(Document text)
Director – Nancy Savoca, Screenplay – Nancy Savoca & Richard Guay, Based on the Novel by Francine Prose, Producers – Richard Guay & Peter Newman, Photography – Bobby Bukowski, Music – Stephen Endelman, Production Design – Kalina Ivanova. Production Company – Jones Entertainment Group/Newman-Guay Productions.
Lili Taylor (Teresa Carmela Santangelo), Vincent D’Onofrio (Joseph Santangelo), Tracey Ullman (Catherine Falconetti Santangelo), Judith Malina (Carmela Santangelo), Victor Argo (Lino Falconetti), Michael Rispoli (Nicky Falconetti), Rachael Bella (Young Teresa), Michael Imperoli (Leonard Villanova), Sebastian Roche (Jesus Christ)
During a heatwave in the summer of 1949, Lino Falconetti jokingly bets the hand of his daughter Catherine in marriage in a pinochle game and loses to butcher Joseph Santangelo. Joseph and the feisty Catherine are duly married. Catherine’s becomes pregnant but miscarries maybe, according to the superstitions of Joseph’s mother, because she walks into the butcher’s shop while he is killing a turkey. Soon after, she gives birth to a daughter Teresa. In her teens, Teresa becomes obsessed with Catholicism and the manifestation of miracles.
This likeable and appealing film is reminiscent of Queen of Hearts (1989), which likewise concerned itself with multiple generations of working class Italian immigrants and had Magical Realist elements. There is a witty earthiness to director Nancy Savoca’s hand. Her touch is surprisingly whimsical at times, such as Vincent D’Onofrio and Tracy Ullman’s first night together where the bed takes off onto a literal sea of bliss while his mother floats through snoring dead asleep.
(End Document text)
Could you revise the film review by giving everything from "During a heatwave" down to "manifestation of miracles." again, with "turkey" replaced by "chicken"? These records have no connection to the film review.
(Study material)
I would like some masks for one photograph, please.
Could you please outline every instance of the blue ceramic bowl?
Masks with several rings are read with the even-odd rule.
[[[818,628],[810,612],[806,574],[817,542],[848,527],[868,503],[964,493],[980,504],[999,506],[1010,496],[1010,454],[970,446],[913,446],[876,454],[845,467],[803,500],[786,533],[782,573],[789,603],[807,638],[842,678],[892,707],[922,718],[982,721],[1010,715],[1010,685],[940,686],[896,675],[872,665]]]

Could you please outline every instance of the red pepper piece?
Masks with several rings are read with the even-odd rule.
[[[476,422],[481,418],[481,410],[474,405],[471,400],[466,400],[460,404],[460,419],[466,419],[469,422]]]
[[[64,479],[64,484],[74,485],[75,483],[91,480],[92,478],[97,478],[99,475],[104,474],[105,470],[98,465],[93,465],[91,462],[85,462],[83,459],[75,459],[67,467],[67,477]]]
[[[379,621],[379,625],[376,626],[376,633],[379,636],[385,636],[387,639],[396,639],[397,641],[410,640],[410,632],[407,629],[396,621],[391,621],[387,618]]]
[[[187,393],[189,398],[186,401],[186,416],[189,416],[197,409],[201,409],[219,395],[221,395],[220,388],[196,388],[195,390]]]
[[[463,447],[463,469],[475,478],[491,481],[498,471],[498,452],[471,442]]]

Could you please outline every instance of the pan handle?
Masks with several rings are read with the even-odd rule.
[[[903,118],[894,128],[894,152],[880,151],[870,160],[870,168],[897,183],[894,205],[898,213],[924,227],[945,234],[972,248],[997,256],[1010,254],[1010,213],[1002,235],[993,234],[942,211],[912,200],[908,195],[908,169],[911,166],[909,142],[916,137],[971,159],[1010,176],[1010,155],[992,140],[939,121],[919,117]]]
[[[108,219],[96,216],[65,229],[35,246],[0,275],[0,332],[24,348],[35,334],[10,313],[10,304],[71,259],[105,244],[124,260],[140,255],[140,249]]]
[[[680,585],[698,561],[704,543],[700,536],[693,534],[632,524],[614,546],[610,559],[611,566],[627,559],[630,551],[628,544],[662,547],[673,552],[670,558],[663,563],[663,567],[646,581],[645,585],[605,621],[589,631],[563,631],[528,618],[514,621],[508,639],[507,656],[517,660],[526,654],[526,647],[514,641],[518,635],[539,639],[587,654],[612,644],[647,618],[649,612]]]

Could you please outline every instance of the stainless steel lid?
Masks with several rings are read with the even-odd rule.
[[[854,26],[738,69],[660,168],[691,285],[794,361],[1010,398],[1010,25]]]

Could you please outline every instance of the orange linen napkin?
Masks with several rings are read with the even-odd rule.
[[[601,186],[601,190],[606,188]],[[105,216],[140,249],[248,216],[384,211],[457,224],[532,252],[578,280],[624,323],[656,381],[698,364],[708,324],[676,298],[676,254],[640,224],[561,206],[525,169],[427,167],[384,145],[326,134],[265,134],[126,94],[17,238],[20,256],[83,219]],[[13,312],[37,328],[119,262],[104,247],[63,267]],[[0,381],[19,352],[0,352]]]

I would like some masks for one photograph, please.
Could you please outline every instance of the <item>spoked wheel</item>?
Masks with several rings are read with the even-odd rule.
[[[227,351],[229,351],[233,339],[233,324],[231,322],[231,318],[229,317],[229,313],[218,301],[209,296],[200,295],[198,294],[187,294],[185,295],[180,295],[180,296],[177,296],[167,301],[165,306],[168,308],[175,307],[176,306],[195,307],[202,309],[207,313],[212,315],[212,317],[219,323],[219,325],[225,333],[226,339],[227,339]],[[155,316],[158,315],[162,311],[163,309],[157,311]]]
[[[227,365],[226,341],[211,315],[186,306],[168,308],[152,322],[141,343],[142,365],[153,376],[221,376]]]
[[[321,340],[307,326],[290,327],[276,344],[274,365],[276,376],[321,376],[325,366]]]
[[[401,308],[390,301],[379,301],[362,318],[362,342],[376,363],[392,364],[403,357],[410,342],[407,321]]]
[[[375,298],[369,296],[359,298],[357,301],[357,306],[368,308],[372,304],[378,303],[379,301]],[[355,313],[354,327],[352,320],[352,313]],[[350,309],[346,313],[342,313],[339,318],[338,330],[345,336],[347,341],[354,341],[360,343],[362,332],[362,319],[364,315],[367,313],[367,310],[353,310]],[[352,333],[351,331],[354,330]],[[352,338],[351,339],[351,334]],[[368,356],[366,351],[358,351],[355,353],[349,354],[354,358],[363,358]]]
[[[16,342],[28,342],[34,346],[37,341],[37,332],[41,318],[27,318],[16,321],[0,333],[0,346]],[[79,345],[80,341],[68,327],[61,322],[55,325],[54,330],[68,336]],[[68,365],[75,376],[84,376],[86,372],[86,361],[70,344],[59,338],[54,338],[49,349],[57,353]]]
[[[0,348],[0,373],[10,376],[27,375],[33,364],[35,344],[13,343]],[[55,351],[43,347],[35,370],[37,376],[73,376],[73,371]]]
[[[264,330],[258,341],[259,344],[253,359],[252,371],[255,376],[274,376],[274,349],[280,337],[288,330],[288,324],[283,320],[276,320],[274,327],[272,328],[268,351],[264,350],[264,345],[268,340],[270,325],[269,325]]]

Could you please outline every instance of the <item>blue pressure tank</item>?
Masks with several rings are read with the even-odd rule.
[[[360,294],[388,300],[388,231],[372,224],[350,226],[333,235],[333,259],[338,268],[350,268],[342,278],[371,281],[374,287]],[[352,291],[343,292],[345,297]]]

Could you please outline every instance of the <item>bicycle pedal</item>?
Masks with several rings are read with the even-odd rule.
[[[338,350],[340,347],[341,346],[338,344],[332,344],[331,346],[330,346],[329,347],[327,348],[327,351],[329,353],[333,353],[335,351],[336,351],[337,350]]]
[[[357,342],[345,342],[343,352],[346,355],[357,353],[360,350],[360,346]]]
(End Study material)
- **Response area**
During a heatwave in the summer of 1949, Lino Falconetti jokingly bets the hand of his daughter Catherine in marriage in a pinochle game and loses to butcher Joseph Santangelo. Joseph and the feisty Catherine are duly married. Catherine’s becomes pregnant but miscarries maybe, according to the superstitions of Joseph’s mother, because she walks into the butcher’s shop while he is killing a chicken. Soon after, she gives birth to a daughter Teresa. In her teens, Teresa becomes obsessed with Catholicism and the manifestation of miracles.